### Compito da svolgere:
Conta le righe dell'elenco qui sotto in cui compare la stringa "shirt" e rispondi soltanto con il numero.

### Elenco del compito:
============================================================
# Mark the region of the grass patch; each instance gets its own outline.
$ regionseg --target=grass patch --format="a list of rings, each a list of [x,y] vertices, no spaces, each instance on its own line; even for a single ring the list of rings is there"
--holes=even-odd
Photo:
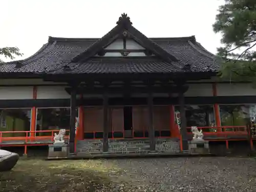
[[[122,170],[100,160],[45,161],[20,159],[10,172],[0,176],[2,192],[109,191],[129,183]]]

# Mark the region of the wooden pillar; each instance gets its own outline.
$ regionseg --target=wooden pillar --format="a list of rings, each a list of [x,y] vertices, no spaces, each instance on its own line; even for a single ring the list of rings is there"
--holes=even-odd
[[[80,96],[80,98],[82,100],[82,94]],[[77,140],[83,140],[84,135],[83,121],[84,118],[84,111],[83,106],[79,106],[78,108],[78,123],[76,128],[76,138]]]
[[[70,102],[71,114],[69,134],[69,153],[70,155],[75,154],[75,137],[76,116],[76,88],[73,87],[71,90]]]
[[[37,89],[36,86],[33,88],[33,99],[36,99]],[[31,111],[31,125],[30,127],[30,131],[34,132],[36,129],[36,108],[33,106]],[[36,135],[35,132],[31,132],[30,137],[34,137]]]
[[[217,97],[217,84],[216,83],[212,84],[212,94],[214,97]],[[222,131],[222,129],[221,129],[221,116],[220,114],[220,106],[219,104],[214,103],[214,113],[215,116],[215,121],[216,122],[216,126],[220,127],[218,129],[218,131]]]
[[[174,105],[170,105],[170,131],[172,137],[180,137],[179,126],[175,123],[175,111]]]
[[[103,96],[103,152],[109,151],[109,123],[108,123],[109,99],[106,93]]]
[[[148,106],[148,136],[150,137],[150,151],[154,151],[156,149],[156,143],[153,121],[153,96],[152,92],[148,93],[147,105]]]
[[[84,135],[84,110],[83,106],[79,106],[78,108],[79,119],[78,126],[77,131],[77,138],[78,140],[83,140]]]
[[[186,127],[186,119],[185,111],[185,102],[184,94],[183,93],[179,93],[179,105],[180,107],[180,118],[181,118],[181,130],[180,133],[182,138],[182,146],[183,150],[188,150],[187,143],[187,131]]]

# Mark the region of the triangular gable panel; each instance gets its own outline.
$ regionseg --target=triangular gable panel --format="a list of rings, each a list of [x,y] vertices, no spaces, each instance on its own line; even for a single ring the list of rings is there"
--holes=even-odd
[[[108,46],[105,48],[105,50],[120,50],[123,49],[129,50],[145,50],[145,48],[138,44],[133,39],[125,39],[124,42],[124,39],[118,38],[115,40],[113,42]],[[125,46],[124,44],[125,44]],[[125,49],[124,49],[125,48]]]
[[[127,14],[122,14],[117,24],[101,38],[74,57],[71,62],[82,62],[95,56],[156,56],[169,62],[178,61],[175,56],[133,27]],[[125,46],[124,39],[125,39]]]

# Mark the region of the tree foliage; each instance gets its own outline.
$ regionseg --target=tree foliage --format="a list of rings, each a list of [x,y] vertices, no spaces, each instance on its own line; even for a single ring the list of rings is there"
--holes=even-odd
[[[256,82],[256,1],[225,0],[213,28],[222,34],[222,76]]]
[[[18,48],[5,47],[0,48],[0,55],[3,55],[5,58],[13,59],[15,58],[15,56],[22,56],[23,54],[20,53]],[[2,62],[3,61],[0,59],[0,63]]]

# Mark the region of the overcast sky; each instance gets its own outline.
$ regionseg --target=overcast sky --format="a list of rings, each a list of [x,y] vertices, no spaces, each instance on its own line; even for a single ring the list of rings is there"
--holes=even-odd
[[[49,36],[101,37],[125,12],[148,37],[195,35],[216,53],[221,36],[212,25],[223,4],[224,0],[0,0],[0,47],[17,47],[24,59]]]

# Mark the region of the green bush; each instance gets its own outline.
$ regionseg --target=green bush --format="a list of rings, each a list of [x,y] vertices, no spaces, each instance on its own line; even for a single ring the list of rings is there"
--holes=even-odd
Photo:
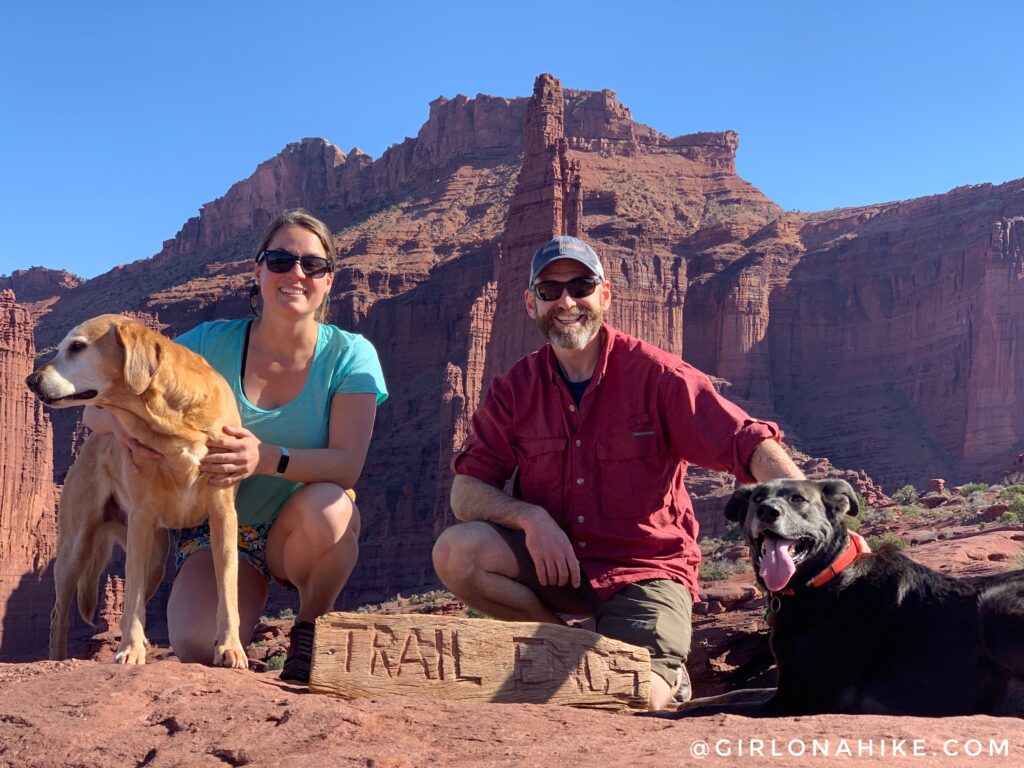
[[[742,566],[737,565],[732,560],[726,560],[724,557],[709,557],[700,561],[697,578],[701,582],[720,582],[740,570],[742,570]]]
[[[891,509],[872,509],[866,515],[861,515],[861,519],[865,525],[881,525],[892,522],[894,516]]]
[[[893,494],[892,499],[897,504],[916,504],[918,492],[913,489],[913,485],[904,485]]]
[[[986,482],[969,482],[961,485],[962,496],[971,496],[971,494],[981,490],[982,493],[988,490],[988,483]]]
[[[1021,521],[1024,521],[1024,516],[1018,514],[1017,512],[1012,512],[1009,509],[999,515],[999,519],[996,520],[996,522],[1000,522],[1004,525],[1016,525]]]
[[[887,544],[895,545],[899,549],[906,549],[907,547],[910,546],[907,542],[905,542],[904,540],[900,539],[895,534],[889,532],[888,530],[885,534],[883,534],[882,536],[869,536],[869,537],[867,537],[867,546],[870,547],[872,550],[881,549],[882,547],[886,546]]]
[[[1018,517],[1024,517],[1024,494],[1010,499],[1010,511]]]
[[[1015,496],[1024,496],[1024,485],[1007,485],[999,492],[999,499],[1002,501],[1010,501]]]

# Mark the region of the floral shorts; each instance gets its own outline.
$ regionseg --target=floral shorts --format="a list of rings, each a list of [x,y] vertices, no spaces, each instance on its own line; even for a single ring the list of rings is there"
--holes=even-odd
[[[239,558],[245,560],[267,579],[272,579],[266,567],[266,538],[270,535],[273,521],[253,525],[239,525]],[[175,531],[174,572],[181,570],[189,555],[200,550],[211,549],[210,523],[205,521],[193,528]],[[291,585],[286,585],[291,587]]]
[[[345,493],[352,502],[355,501],[354,490],[346,488]],[[239,525],[239,558],[252,565],[265,578],[272,579],[283,587],[297,592],[298,590],[295,589],[294,585],[278,579],[266,567],[266,538],[270,535],[271,525],[273,525],[273,520]],[[212,549],[209,520],[200,523],[196,527],[181,528],[175,531],[174,542],[174,574],[177,575],[177,572],[181,570],[181,566],[184,565],[189,555],[194,555],[203,549]]]

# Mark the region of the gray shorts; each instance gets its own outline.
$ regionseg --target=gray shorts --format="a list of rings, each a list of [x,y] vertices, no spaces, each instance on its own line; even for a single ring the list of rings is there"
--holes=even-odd
[[[679,582],[651,579],[627,585],[607,600],[598,597],[586,577],[580,589],[545,587],[537,578],[534,560],[526,549],[526,535],[521,530],[488,523],[515,553],[519,572],[515,581],[529,587],[555,613],[593,616],[597,632],[650,651],[651,670],[669,685],[690,652],[693,630],[693,597]]]

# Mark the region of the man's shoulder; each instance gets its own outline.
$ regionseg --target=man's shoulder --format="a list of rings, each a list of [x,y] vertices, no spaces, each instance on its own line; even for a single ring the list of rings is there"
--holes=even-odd
[[[630,366],[648,365],[665,371],[689,369],[695,371],[678,354],[673,354],[636,336],[615,330],[612,338],[611,355],[616,361],[628,361]]]

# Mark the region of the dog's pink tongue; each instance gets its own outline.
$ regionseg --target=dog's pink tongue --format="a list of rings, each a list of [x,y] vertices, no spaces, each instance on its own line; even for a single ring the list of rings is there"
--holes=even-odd
[[[790,549],[796,544],[792,539],[767,539],[761,555],[761,581],[771,592],[778,592],[797,572]]]

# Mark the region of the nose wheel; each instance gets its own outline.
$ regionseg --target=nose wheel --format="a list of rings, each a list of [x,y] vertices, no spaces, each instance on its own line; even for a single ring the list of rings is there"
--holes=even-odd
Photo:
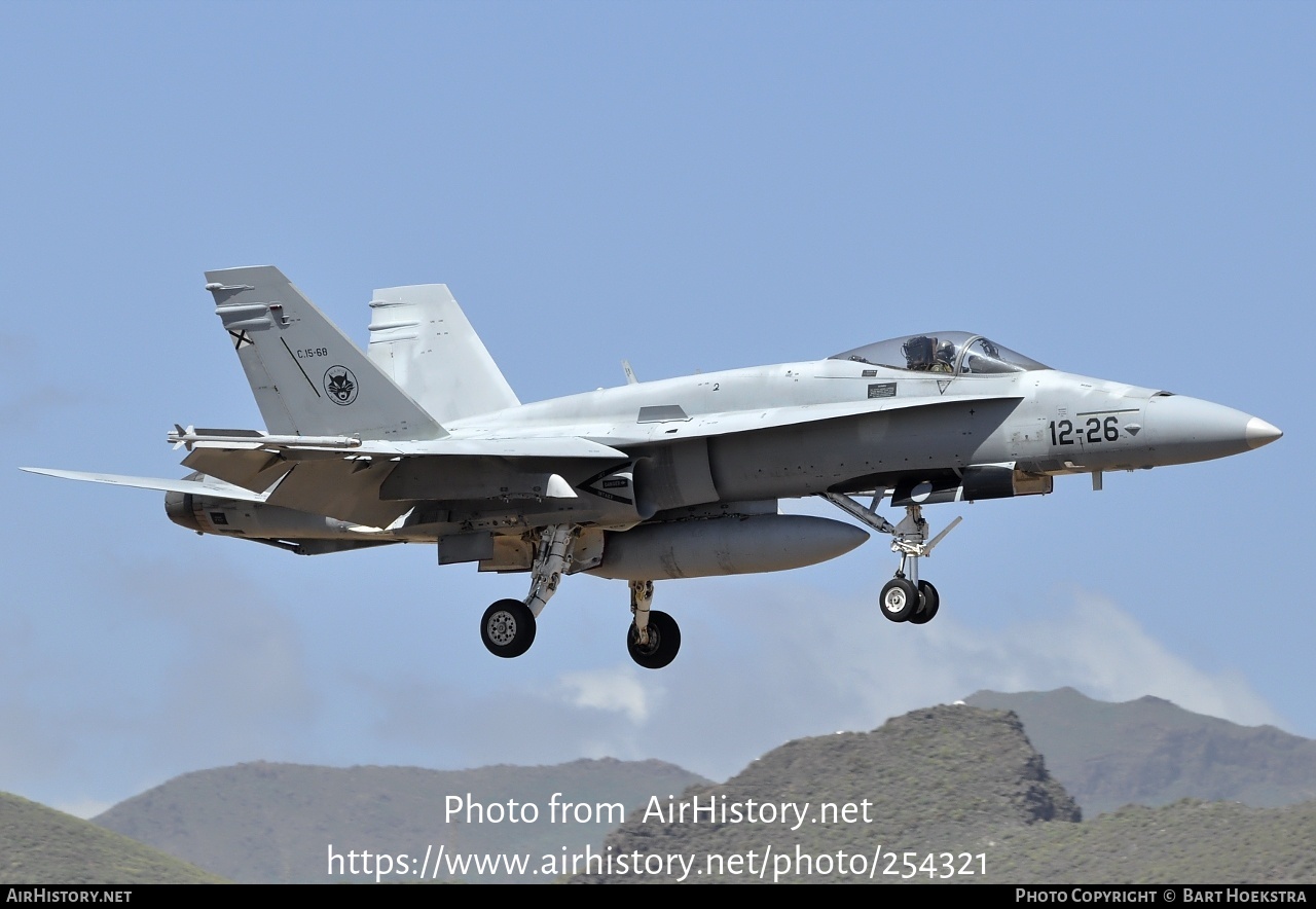
[[[878,503],[882,501],[884,492],[884,489],[878,489],[873,496],[873,505],[869,508],[836,492],[824,492],[822,497],[846,514],[892,538],[891,551],[900,554],[900,567],[896,570],[896,576],[882,587],[882,593],[878,597],[882,614],[892,622],[925,625],[941,608],[941,597],[937,595],[936,587],[919,579],[919,559],[932,555],[933,547],[945,539],[946,534],[954,530],[963,518],[957,517],[946,525],[945,530],[928,539],[928,522],[923,520],[923,509],[919,505],[905,505],[905,516],[896,525],[876,513]]]
[[[665,612],[650,609],[654,599],[651,580],[630,581],[630,614],[626,631],[630,659],[646,670],[661,670],[676,659],[680,650],[680,626]]]
[[[534,613],[520,600],[499,600],[484,610],[480,641],[495,656],[520,656],[534,643]]]

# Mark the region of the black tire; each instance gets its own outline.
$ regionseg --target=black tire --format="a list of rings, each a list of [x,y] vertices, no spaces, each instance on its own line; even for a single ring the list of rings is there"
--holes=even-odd
[[[883,616],[892,622],[905,622],[919,609],[919,591],[909,580],[892,577],[882,588],[878,602]]]
[[[925,580],[919,581],[919,612],[909,617],[911,625],[925,625],[937,614],[941,606],[941,596],[937,588]]]
[[[499,600],[484,610],[480,641],[495,656],[520,656],[534,643],[534,613],[520,600]]]
[[[646,670],[661,670],[676,659],[676,651],[680,650],[680,626],[675,618],[657,609],[649,612],[649,643],[641,647],[638,638],[640,631],[632,622],[626,633],[626,650],[630,651],[630,659]]]

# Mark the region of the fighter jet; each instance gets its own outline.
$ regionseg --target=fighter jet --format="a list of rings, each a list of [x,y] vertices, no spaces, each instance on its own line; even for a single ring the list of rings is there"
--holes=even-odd
[[[168,434],[180,480],[25,468],[164,492],[201,534],[315,555],[436,543],[440,564],[529,572],[480,618],[519,656],[575,572],[629,581],[626,646],[671,663],[680,630],[654,581],[782,571],[891,537],[892,622],[940,608],[919,576],[955,524],[923,508],[1036,496],[1055,476],[1223,458],[1282,433],[1169,391],[1061,372],[988,338],[930,332],[800,363],[628,383],[521,404],[443,284],[375,291],[362,353],[274,267],[207,272],[265,430]],[[782,514],[820,496],[858,525]],[[862,501],[866,499],[867,503]],[[884,501],[903,509],[891,524]]]

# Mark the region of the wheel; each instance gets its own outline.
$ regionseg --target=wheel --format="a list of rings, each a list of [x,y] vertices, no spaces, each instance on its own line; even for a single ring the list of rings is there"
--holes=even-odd
[[[925,580],[919,581],[919,610],[909,617],[909,622],[912,625],[930,622],[940,605],[941,597],[937,595],[937,588]]]
[[[904,577],[892,577],[882,588],[882,614],[892,622],[908,621],[919,608],[919,591]]]
[[[520,600],[499,600],[484,610],[480,641],[495,656],[520,656],[534,643],[534,613]]]
[[[661,670],[676,659],[676,651],[680,650],[680,626],[667,613],[653,609],[649,613],[649,643],[640,645],[640,631],[632,622],[626,633],[626,650],[630,651],[630,659],[646,670]]]

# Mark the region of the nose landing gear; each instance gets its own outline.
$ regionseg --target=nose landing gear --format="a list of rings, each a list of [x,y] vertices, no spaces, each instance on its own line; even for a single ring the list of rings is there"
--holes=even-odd
[[[884,489],[878,489],[869,508],[836,492],[824,492],[822,497],[878,533],[892,537],[891,551],[900,554],[900,567],[896,570],[896,576],[883,585],[882,595],[878,597],[882,604],[882,614],[892,622],[924,625],[937,614],[941,597],[937,595],[936,587],[925,580],[919,580],[919,559],[932,555],[933,547],[945,539],[946,534],[954,530],[963,518],[957,517],[929,541],[928,522],[923,518],[923,509],[919,505],[905,505],[905,516],[896,525],[876,513],[878,503],[882,501],[884,492]]]

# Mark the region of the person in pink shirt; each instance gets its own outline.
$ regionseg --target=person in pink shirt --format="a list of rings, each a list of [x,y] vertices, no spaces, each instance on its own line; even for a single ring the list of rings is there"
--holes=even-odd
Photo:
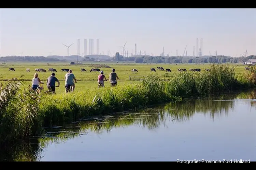
[[[100,71],[100,74],[98,76],[98,83],[99,84],[99,88],[101,86],[104,87],[104,79],[106,81],[107,79],[105,75],[103,74],[104,72],[103,71]]]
============================================================
### Soluzione scritta:
2